**WHAT TO DO**.
Return verbatim the part of the listing that opens with the line containing "Point out every instance of the blue" and closes with the line containing "x=463, y=104", both of those lines included.

(Records from a data collection)
+--

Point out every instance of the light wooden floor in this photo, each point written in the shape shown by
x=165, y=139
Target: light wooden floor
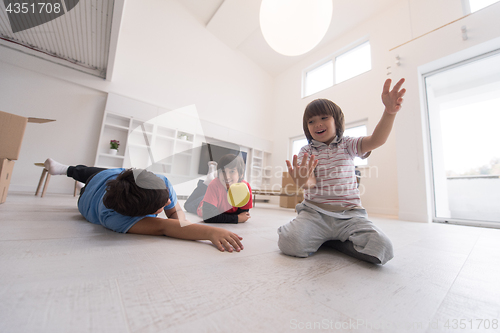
x=59, y=273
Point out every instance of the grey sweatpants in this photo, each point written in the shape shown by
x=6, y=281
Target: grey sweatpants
x=311, y=228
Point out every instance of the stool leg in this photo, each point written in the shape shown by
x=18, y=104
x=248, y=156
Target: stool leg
x=46, y=184
x=44, y=171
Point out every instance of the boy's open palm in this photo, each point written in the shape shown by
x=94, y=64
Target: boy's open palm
x=225, y=240
x=393, y=99
x=300, y=173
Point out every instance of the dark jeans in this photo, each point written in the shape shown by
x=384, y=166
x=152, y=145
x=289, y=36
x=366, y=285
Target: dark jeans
x=83, y=174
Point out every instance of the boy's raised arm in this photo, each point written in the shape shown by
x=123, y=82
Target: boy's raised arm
x=392, y=100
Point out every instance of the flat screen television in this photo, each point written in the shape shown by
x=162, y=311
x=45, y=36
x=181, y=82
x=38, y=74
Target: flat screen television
x=214, y=152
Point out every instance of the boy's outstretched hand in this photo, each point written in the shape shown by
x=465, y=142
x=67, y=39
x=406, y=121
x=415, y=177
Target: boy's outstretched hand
x=393, y=99
x=301, y=173
x=225, y=240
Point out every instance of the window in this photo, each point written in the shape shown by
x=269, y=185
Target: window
x=353, y=63
x=476, y=5
x=336, y=69
x=463, y=103
x=355, y=132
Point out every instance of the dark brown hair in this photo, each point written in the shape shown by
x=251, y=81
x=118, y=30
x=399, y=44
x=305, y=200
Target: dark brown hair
x=126, y=197
x=320, y=107
x=232, y=161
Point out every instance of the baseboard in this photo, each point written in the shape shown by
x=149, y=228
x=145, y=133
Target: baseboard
x=414, y=217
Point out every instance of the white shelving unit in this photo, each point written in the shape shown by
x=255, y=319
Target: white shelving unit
x=260, y=169
x=142, y=143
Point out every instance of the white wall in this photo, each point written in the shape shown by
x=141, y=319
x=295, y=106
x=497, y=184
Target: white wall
x=359, y=98
x=71, y=139
x=164, y=57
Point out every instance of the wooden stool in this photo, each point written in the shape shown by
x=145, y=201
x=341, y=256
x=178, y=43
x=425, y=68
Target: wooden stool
x=46, y=175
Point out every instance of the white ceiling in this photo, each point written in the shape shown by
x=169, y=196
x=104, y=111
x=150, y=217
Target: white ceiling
x=236, y=23
x=78, y=36
x=85, y=36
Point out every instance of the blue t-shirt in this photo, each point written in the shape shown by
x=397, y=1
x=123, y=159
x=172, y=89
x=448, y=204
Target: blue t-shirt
x=92, y=208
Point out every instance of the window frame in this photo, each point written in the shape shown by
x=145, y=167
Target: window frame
x=332, y=57
x=467, y=7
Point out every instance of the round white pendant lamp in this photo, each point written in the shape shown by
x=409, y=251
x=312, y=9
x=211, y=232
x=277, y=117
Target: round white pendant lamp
x=294, y=27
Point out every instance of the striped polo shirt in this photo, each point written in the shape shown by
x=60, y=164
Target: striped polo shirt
x=335, y=173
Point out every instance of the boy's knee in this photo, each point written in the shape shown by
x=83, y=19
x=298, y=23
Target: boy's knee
x=292, y=245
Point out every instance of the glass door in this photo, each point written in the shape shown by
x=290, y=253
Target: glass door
x=463, y=104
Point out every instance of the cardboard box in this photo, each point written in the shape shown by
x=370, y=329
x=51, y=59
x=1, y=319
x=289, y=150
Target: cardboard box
x=12, y=129
x=288, y=185
x=6, y=167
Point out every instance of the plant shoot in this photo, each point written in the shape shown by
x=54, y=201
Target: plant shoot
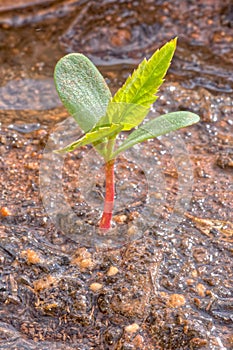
x=86, y=96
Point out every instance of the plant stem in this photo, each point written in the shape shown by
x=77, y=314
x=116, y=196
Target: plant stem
x=105, y=222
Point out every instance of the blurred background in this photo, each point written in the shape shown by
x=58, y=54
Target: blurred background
x=115, y=35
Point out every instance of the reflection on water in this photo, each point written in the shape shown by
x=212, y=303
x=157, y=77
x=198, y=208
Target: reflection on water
x=116, y=36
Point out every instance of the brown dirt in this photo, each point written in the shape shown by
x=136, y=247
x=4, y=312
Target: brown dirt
x=172, y=287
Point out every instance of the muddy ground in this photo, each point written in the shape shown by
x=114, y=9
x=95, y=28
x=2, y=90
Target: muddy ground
x=163, y=278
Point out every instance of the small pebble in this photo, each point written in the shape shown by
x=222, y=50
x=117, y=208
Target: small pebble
x=31, y=256
x=45, y=283
x=120, y=219
x=4, y=211
x=176, y=300
x=132, y=328
x=201, y=289
x=113, y=270
x=132, y=230
x=95, y=287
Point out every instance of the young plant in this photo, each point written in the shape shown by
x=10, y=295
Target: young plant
x=84, y=93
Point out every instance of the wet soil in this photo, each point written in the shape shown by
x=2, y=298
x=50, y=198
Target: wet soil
x=164, y=279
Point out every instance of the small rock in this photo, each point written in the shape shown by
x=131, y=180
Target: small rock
x=31, y=256
x=176, y=300
x=120, y=219
x=95, y=287
x=201, y=289
x=132, y=230
x=83, y=259
x=113, y=270
x=132, y=328
x=45, y=283
x=4, y=211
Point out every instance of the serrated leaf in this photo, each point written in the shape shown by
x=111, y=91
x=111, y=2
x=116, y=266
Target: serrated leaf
x=96, y=136
x=159, y=126
x=141, y=87
x=82, y=89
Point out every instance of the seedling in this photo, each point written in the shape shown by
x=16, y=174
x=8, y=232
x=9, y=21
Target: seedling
x=85, y=94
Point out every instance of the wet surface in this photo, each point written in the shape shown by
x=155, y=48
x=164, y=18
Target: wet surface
x=172, y=287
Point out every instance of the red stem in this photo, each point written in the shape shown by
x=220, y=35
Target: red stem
x=105, y=222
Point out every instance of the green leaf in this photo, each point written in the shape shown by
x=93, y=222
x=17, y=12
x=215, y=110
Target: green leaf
x=128, y=115
x=96, y=136
x=141, y=87
x=82, y=89
x=159, y=126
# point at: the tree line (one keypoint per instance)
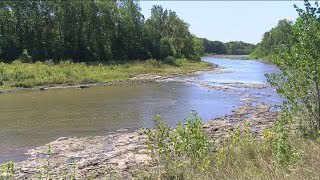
(273, 39)
(230, 48)
(93, 30)
(99, 30)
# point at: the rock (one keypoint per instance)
(84, 86)
(122, 165)
(24, 170)
(122, 129)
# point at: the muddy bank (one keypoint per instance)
(142, 78)
(124, 153)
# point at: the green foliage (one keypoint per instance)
(170, 60)
(18, 74)
(90, 31)
(277, 36)
(7, 171)
(230, 48)
(186, 146)
(299, 80)
(25, 57)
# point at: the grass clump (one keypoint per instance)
(18, 74)
(187, 153)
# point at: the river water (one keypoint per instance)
(34, 118)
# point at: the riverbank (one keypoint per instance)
(226, 56)
(125, 153)
(41, 76)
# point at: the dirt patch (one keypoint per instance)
(99, 156)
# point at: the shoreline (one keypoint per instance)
(141, 78)
(124, 153)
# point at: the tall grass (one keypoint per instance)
(243, 155)
(26, 75)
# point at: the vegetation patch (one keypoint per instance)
(26, 75)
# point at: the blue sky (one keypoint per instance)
(228, 20)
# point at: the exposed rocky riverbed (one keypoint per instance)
(123, 153)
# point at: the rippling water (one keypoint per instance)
(30, 119)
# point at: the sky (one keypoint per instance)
(228, 20)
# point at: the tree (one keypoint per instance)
(274, 38)
(299, 80)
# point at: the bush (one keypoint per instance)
(170, 60)
(154, 63)
(185, 147)
(25, 57)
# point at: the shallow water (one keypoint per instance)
(30, 119)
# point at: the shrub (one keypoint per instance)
(175, 150)
(170, 60)
(25, 57)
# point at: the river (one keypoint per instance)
(34, 118)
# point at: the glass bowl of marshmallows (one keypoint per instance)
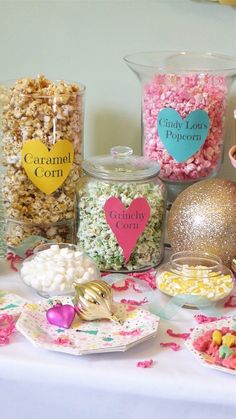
(53, 268)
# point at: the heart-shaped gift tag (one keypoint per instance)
(182, 138)
(127, 223)
(47, 169)
(61, 315)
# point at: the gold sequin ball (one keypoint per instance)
(203, 218)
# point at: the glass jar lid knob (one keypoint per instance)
(120, 152)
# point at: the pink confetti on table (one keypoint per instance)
(149, 277)
(135, 332)
(134, 302)
(230, 302)
(201, 318)
(13, 259)
(7, 327)
(184, 336)
(124, 287)
(145, 364)
(63, 341)
(172, 345)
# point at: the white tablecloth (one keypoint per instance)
(39, 384)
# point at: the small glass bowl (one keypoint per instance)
(54, 277)
(199, 276)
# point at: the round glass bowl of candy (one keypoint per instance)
(53, 268)
(121, 207)
(184, 99)
(198, 278)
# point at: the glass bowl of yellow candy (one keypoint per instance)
(195, 274)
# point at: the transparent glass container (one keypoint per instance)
(184, 99)
(121, 210)
(51, 271)
(196, 274)
(41, 135)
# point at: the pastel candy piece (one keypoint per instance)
(225, 351)
(61, 315)
(217, 337)
(229, 340)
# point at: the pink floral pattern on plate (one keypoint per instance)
(86, 337)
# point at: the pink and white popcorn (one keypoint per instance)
(185, 94)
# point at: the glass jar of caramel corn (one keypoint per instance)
(41, 131)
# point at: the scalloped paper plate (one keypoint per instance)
(198, 331)
(87, 337)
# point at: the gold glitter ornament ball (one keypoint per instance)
(203, 218)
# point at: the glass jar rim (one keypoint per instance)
(11, 83)
(46, 246)
(179, 260)
(121, 165)
(134, 60)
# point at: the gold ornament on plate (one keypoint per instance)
(203, 218)
(94, 301)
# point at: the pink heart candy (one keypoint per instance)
(127, 223)
(61, 315)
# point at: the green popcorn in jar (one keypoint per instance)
(97, 238)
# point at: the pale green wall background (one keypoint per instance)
(86, 40)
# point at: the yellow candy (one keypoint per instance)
(196, 281)
(229, 340)
(217, 337)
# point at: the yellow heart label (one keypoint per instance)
(47, 169)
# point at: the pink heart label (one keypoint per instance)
(61, 315)
(127, 223)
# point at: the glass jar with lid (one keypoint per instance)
(121, 213)
(196, 276)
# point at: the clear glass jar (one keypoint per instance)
(41, 131)
(121, 205)
(53, 269)
(184, 98)
(195, 274)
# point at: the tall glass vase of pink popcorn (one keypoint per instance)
(184, 101)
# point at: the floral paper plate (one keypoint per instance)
(11, 303)
(87, 337)
(200, 330)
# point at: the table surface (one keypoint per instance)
(36, 383)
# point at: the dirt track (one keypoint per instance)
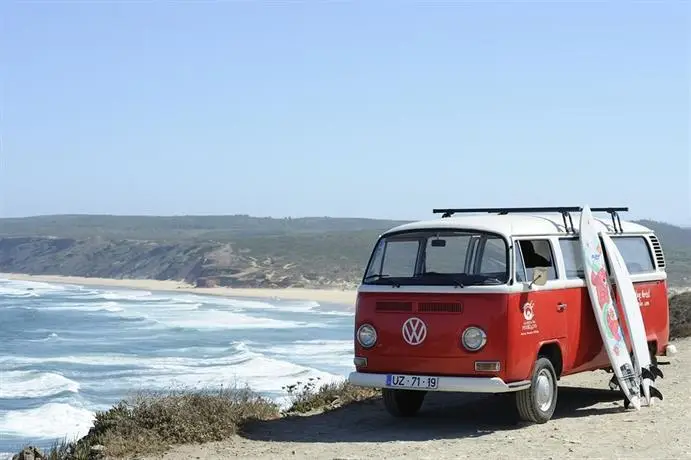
(453, 426)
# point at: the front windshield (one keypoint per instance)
(439, 258)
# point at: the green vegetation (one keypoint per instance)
(150, 422)
(238, 251)
(680, 315)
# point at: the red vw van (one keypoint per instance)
(493, 301)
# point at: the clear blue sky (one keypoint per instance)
(373, 109)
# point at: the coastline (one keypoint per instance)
(317, 295)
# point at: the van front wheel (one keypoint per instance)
(402, 403)
(537, 403)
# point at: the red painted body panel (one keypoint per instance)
(514, 339)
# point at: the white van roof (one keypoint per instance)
(521, 224)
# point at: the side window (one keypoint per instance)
(573, 259)
(493, 257)
(538, 253)
(520, 265)
(636, 253)
(375, 263)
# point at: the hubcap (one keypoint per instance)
(544, 393)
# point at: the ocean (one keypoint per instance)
(67, 350)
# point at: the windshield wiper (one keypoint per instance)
(384, 278)
(455, 280)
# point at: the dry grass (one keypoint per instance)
(311, 397)
(680, 315)
(151, 421)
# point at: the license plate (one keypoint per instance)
(411, 381)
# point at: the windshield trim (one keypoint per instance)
(431, 230)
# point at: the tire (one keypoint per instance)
(537, 403)
(403, 403)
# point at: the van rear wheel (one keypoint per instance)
(403, 403)
(537, 403)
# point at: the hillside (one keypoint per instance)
(238, 251)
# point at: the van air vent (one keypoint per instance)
(438, 307)
(394, 306)
(657, 249)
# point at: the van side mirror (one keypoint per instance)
(539, 276)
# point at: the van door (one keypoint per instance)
(547, 304)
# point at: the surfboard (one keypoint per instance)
(631, 312)
(606, 317)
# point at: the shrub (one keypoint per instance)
(308, 396)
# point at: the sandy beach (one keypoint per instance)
(589, 422)
(317, 295)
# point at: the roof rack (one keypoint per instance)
(563, 210)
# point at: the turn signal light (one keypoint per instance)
(487, 366)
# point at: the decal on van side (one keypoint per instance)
(643, 297)
(529, 326)
(604, 297)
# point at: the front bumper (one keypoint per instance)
(670, 350)
(450, 384)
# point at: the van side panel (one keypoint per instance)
(586, 349)
(653, 301)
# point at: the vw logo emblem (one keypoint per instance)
(414, 331)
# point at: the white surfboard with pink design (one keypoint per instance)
(600, 290)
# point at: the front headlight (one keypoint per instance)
(473, 338)
(366, 336)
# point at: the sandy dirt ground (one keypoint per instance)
(590, 422)
(346, 298)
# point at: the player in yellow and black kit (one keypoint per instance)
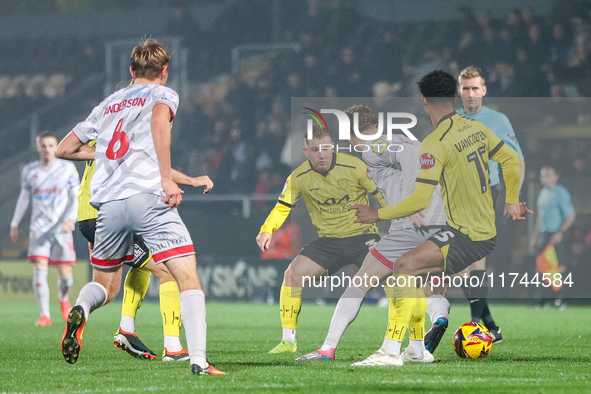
(455, 155)
(138, 279)
(329, 184)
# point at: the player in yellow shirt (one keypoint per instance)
(138, 279)
(455, 155)
(329, 183)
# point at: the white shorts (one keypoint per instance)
(146, 215)
(397, 242)
(55, 248)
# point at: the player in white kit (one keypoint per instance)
(393, 165)
(133, 190)
(52, 185)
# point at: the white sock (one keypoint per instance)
(437, 306)
(92, 296)
(193, 316)
(345, 312)
(417, 347)
(391, 346)
(173, 344)
(127, 324)
(288, 335)
(64, 285)
(41, 290)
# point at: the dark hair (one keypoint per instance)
(318, 132)
(148, 59)
(438, 87)
(366, 117)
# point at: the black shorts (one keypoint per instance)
(336, 253)
(141, 254)
(459, 251)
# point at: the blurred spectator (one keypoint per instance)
(555, 216)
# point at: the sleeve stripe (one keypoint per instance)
(429, 181)
(496, 149)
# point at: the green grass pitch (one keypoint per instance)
(543, 351)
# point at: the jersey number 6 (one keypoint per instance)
(119, 140)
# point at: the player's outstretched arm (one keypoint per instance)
(71, 148)
(160, 124)
(517, 211)
(419, 199)
(199, 181)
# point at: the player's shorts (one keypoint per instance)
(141, 254)
(146, 215)
(459, 251)
(397, 242)
(336, 253)
(55, 248)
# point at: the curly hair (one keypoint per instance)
(318, 133)
(438, 87)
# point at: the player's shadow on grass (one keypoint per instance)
(279, 363)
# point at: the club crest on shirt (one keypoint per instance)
(379, 146)
(427, 161)
(282, 195)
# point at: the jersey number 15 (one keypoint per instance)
(481, 164)
(119, 144)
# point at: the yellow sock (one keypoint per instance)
(402, 305)
(290, 302)
(170, 308)
(135, 288)
(417, 322)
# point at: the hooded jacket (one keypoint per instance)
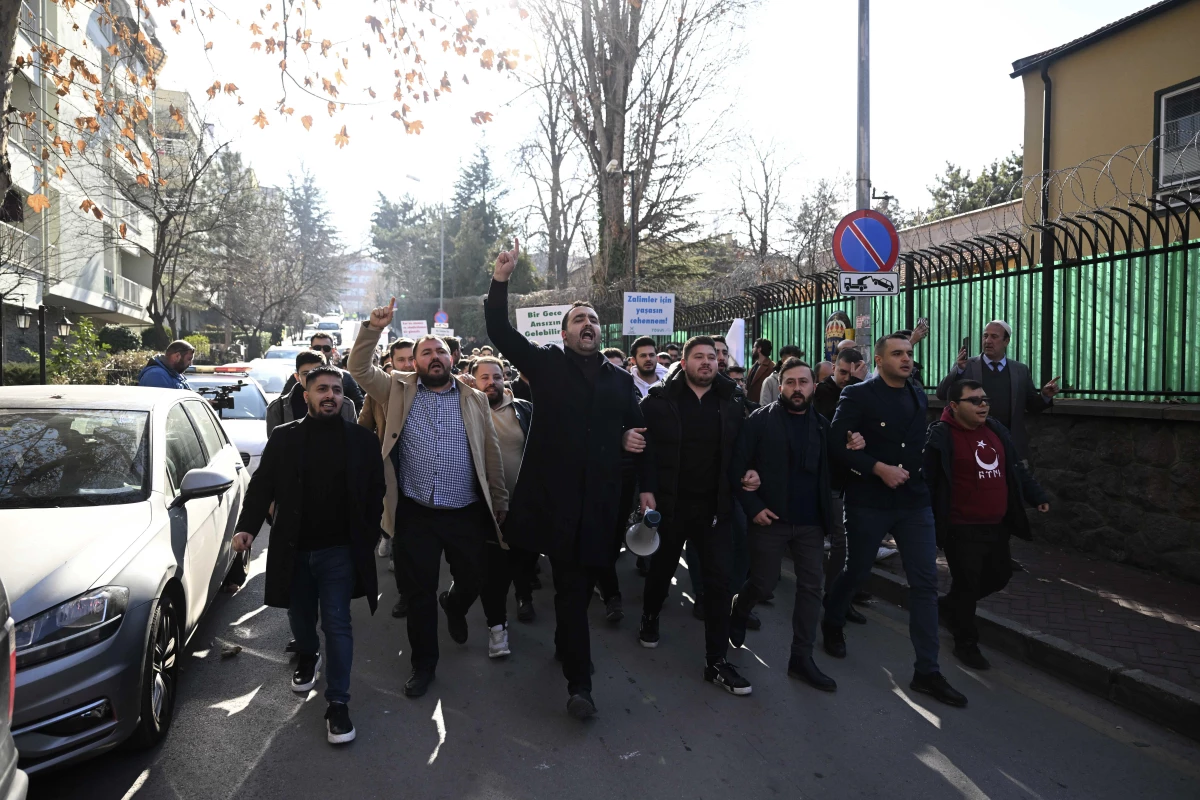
(939, 470)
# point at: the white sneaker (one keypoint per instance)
(498, 642)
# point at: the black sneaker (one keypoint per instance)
(612, 609)
(525, 611)
(834, 639)
(648, 631)
(307, 671)
(970, 655)
(455, 623)
(937, 687)
(419, 683)
(725, 675)
(581, 705)
(337, 725)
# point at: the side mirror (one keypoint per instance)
(204, 482)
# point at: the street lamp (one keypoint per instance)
(25, 318)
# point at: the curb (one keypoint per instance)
(1135, 690)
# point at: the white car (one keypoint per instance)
(118, 506)
(243, 411)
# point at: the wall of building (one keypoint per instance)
(1103, 101)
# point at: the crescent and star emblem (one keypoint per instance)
(995, 462)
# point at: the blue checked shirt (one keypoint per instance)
(436, 468)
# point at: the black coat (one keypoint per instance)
(565, 503)
(892, 438)
(765, 447)
(1023, 487)
(660, 461)
(280, 480)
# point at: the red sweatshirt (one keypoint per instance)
(978, 486)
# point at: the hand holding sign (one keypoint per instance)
(507, 262)
(382, 317)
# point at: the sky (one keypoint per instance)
(940, 91)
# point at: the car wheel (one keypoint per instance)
(160, 677)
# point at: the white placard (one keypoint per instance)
(413, 328)
(648, 314)
(541, 324)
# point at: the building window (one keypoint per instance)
(1179, 143)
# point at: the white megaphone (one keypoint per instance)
(642, 537)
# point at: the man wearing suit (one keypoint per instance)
(886, 493)
(325, 481)
(567, 499)
(1006, 382)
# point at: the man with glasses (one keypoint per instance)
(351, 390)
(979, 492)
(291, 404)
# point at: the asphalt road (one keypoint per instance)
(499, 729)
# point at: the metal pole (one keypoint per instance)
(863, 178)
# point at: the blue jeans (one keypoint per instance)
(324, 577)
(913, 531)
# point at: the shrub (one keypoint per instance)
(119, 338)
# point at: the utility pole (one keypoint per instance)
(863, 173)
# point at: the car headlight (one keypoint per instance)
(73, 625)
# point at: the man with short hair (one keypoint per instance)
(979, 492)
(292, 404)
(567, 495)
(761, 367)
(401, 354)
(886, 493)
(325, 481)
(445, 486)
(693, 421)
(1008, 383)
(648, 368)
(167, 370)
(505, 565)
(769, 392)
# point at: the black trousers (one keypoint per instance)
(574, 584)
(426, 534)
(767, 546)
(505, 567)
(714, 543)
(981, 564)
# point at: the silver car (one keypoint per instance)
(118, 506)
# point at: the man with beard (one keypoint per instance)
(445, 486)
(327, 483)
(886, 493)
(513, 565)
(565, 503)
(787, 445)
(693, 421)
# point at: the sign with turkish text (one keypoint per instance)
(648, 314)
(541, 324)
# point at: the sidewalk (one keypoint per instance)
(1141, 619)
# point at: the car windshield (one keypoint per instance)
(72, 457)
(247, 402)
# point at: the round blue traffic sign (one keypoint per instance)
(865, 241)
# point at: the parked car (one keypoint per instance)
(118, 506)
(13, 782)
(241, 407)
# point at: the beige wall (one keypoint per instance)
(1103, 101)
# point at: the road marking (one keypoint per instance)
(934, 759)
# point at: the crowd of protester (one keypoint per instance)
(509, 456)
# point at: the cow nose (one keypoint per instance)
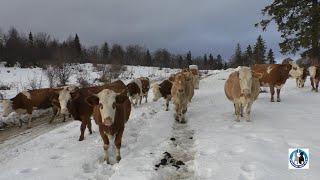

+--

**CORRECT OUTPUT**.
Point out every instance of the blue t-shirt in this photo, each point written in the shape shown by
x=397, y=1
x=123, y=159
x=172, y=89
x=448, y=204
Target: blue t-shirt
x=92, y=208
Point out every instance of the window frame in this photo, each point written in the shape shown by
x=145, y=167
Target: window frame
x=332, y=57
x=467, y=7
Point out every instance of the round white pendant lamp in this photo, each point written in the shape shown by
x=409, y=251
x=312, y=9
x=211, y=232
x=277, y=117
Target: round white pendant lamp
x=294, y=27
Point out every instance of the striped polo shirt in this photo, each point written in the shape shown by
x=60, y=164
Target: striped polo shirt
x=335, y=173
Point out every instance of the boy's knee in this photo, each point written in the shape shown by
x=83, y=19
x=298, y=23
Target: boy's knee
x=292, y=245
Point out every instance of the glass door in this photo, each point written in the shape shown by
x=290, y=253
Target: glass door
x=463, y=104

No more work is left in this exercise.